Dataset excerpts below:

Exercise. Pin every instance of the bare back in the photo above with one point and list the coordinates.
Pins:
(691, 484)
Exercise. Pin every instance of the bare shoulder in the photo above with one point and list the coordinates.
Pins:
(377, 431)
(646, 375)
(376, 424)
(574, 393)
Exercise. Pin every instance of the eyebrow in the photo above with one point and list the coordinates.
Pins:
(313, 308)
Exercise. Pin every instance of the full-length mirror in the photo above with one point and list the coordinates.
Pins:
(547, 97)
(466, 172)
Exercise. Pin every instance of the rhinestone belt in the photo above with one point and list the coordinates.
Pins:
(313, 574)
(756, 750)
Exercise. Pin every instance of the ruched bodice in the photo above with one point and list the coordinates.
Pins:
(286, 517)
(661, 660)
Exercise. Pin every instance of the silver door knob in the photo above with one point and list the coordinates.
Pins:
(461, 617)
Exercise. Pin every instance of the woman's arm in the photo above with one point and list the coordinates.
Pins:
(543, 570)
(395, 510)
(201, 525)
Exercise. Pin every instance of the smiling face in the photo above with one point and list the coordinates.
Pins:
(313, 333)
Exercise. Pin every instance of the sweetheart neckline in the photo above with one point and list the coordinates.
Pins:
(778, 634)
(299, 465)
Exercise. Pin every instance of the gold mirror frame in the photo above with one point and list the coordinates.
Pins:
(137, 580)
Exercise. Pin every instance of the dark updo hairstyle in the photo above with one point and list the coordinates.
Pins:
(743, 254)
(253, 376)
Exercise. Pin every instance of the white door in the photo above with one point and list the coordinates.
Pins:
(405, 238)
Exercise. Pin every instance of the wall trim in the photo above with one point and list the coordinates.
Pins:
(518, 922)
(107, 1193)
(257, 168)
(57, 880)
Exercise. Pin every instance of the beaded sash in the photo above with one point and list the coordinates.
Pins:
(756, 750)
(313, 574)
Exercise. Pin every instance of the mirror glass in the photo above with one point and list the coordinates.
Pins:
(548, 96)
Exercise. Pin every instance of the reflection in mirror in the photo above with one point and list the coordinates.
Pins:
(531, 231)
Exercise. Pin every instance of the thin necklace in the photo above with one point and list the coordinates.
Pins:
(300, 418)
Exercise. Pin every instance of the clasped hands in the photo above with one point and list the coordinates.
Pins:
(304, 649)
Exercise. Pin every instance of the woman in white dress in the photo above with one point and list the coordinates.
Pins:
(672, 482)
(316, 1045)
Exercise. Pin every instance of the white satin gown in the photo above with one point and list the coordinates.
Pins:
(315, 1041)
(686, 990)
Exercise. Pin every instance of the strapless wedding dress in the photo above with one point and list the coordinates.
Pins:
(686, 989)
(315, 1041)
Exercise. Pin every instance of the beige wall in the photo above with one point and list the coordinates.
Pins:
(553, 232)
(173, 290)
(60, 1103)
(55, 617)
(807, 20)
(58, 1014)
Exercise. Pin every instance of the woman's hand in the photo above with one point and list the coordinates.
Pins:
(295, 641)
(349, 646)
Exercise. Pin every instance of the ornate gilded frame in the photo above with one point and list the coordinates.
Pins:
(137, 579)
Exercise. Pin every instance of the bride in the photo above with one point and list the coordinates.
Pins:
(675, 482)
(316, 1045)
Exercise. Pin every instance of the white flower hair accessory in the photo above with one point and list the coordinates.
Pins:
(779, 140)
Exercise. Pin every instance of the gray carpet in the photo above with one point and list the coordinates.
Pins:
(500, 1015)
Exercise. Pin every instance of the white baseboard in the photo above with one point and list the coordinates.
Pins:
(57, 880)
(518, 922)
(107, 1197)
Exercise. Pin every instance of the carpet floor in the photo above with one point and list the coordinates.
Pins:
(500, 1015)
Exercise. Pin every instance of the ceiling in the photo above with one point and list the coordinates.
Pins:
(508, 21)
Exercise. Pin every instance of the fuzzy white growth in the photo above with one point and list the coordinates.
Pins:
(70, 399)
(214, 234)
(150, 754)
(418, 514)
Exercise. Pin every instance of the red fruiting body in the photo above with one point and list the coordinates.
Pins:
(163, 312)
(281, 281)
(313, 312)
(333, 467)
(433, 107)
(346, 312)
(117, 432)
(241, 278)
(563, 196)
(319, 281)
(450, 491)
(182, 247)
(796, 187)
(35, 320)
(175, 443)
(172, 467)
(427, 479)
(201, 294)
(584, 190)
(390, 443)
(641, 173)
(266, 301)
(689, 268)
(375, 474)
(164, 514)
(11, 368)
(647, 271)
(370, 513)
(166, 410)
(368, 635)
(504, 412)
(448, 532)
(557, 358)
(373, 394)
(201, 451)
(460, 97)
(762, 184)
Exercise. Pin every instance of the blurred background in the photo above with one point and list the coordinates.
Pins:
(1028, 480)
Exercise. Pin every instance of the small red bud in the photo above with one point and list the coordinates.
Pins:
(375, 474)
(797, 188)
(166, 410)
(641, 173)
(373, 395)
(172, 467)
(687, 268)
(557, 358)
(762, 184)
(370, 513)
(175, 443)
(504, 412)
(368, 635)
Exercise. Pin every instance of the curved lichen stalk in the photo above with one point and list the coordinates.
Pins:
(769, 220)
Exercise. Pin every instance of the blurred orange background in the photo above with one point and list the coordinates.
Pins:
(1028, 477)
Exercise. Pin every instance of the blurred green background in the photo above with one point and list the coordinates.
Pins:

End of Dataset excerpts.

→ **Work instruction**: Exactly as they appear above, print all the entries.

→ **Task result**:
Exercise. Pin every instance of the bare back in the photo above with one point and list the coordinates.
Pins:
(691, 484)
Exercise. Pin every instance of the bare shoulder in the photo above with one point and list the coordinates.
Pins:
(377, 431)
(646, 375)
(376, 424)
(574, 393)
Exercise. Pin every instance of the eyebrow in the photo above with one point and list the coordinates.
Pins:
(313, 308)
Exercise. Pin every instance of the full-length mirror in the photo above with one point and list the coordinates.
Pins:
(547, 97)
(466, 172)
Exercise. Pin every instance of the rhinestone belt in the photo above with one point and list the coordinates.
Pins:
(313, 574)
(756, 750)
Exercise. Pin every instance of the ruched bodice in the photo above with one point and list the coordinates.
Pins:
(286, 517)
(661, 660)
Exercise. Pin every instance of the silver door knob in the photo above with one point and list the coordinates.
Pins:
(461, 617)
Exercise. Pin every instance of the woman's arm in the photo above with one point and list the coordinates.
Pins:
(543, 570)
(395, 510)
(201, 525)
Exercise. Pin every instance of the smiling face in the photo above with one point and list the coordinates.
Pins:
(313, 333)
Exercise. Pin every instance of the sweetheart neckline in the photo above with one point and list the coordinates.
Pins:
(778, 634)
(299, 465)
Exercise. Pin every instance of the gold mirror frame in the photo above with one point and list the coordinates.
Pins:
(137, 580)
Exercise. Pin every instance of the dark updo hairstyle in the photo above with one point and list the coordinates.
Pins:
(743, 254)
(253, 376)
Exercise. Pin every instance of the white door in the photo above with one point and list the coordinates.
Pins:
(405, 238)
Exercise. Pin every instance of the wall trim in the photo above with one point and list the coordinates.
Pins:
(518, 922)
(107, 1193)
(257, 168)
(57, 880)
Exercise. Pin every instance of the beaded sash in the photo above with one point and list the coordinates.
Pins:
(756, 750)
(313, 574)
Exercise. Pin every instance of the mirror glass in the photo above with one point and list the coordinates.
Pins:
(548, 96)
Exercise. Pin every instance of the reflection in mirror in the photo above with one point and list the coordinates.
Pins:
(531, 231)
Exercise. Pin every instance of the thin necklace in the photo above with one point and list the coordinates.
Pins:
(300, 418)
Exercise. Pin every instance of the clasped hands in the photo above with one point and list the coordinates.
Pins:
(304, 649)
Exercise. Pin every instance of the woman in white dress in the photo above with one point and list the coordinates.
Pins:
(672, 482)
(316, 1045)
Exercise. Pin every instance of the white satin gown in the photo above with one point and list the coordinates.
Pins:
(315, 1041)
(686, 990)
Exercise. Pin every instance of the strapless wedding dress in the photo above with one point and list the coordinates.
Pins:
(686, 989)
(315, 1041)
Exercise. Pin every instance of the beige wall in the photo above with one point and list the coordinates.
Pins:
(553, 232)
(173, 290)
(60, 1103)
(55, 617)
(807, 20)
(58, 1014)
Exercise. Pin every instance of the woman's hand in the photo above with one point and list the coordinates.
Pins:
(295, 641)
(349, 646)
Exercise. Pin every instance of the ornate gilded frame in the photo above with one point and list the coordinates.
Pins:
(137, 579)
Exercise. Pin every instance of the bride in the photo above with one point and list the coordinates.
Pins:
(675, 482)
(316, 1045)
Exercise. Pin every instance of the white flower hair accessory in the photo above with one point and list the coordinates.
Pins:
(779, 140)
Exercise. Pin every instance of the gray carpet in the photo above with one point and list the coordinates.
Pins:
(500, 1015)
Exercise. Pin every instance of the white baseboard in the photo above with one point and list the coordinates.
Pins:
(57, 880)
(518, 922)
(107, 1197)
Exercise. Pin every instance of the carpet floor in the photo above with one point and list the coordinates.
Pins:
(500, 1015)
Exercise. Pin every instance of the ceiling in the photo above with one point and list the coordinates.
Pins:
(508, 21)
Exercise. Pin every instance of the fuzzy white growth in the photo above with one point and list the coordinates.
Pins:
(70, 399)
(214, 234)
(150, 754)
(418, 514)
Exercise. Pin every instance of the red fruiting body in the photo above with one point and list the coordinates.
Pins:
(163, 312)
(281, 281)
(313, 312)
(333, 467)
(433, 107)
(346, 312)
(117, 432)
(241, 278)
(563, 196)
(319, 281)
(450, 491)
(182, 247)
(796, 187)
(35, 320)
(175, 443)
(172, 467)
(427, 479)
(201, 294)
(584, 190)
(390, 443)
(641, 173)
(266, 301)
(689, 268)
(375, 474)
(164, 514)
(11, 368)
(647, 271)
(370, 513)
(166, 410)
(368, 635)
(504, 412)
(448, 532)
(557, 358)
(373, 394)
(201, 451)
(460, 97)
(762, 184)
Exercise. Pin every instance of the blurred background in the photo above with one point and list the coordinates.
Pins:
(1028, 480)
Exercise. Pin every instance of the small red bud in the photo above with one point and list the coordinates.
Pins:
(375, 474)
(797, 188)
(166, 410)
(641, 173)
(373, 395)
(172, 467)
(687, 268)
(557, 358)
(762, 184)
(370, 513)
(175, 443)
(504, 412)
(368, 635)
Exercise. Pin every instance of the curved lichen stalk in the photo above with one point and list the coordinates.
Pins:
(769, 220)
Exercise. Pin every instance of the blurred orange background in the photo above with one point and list the coordinates.
Pins:
(1028, 477)
Exercise. Pin every instance of the blurred green background in the photo above with one point and list the coordinates.
Pins:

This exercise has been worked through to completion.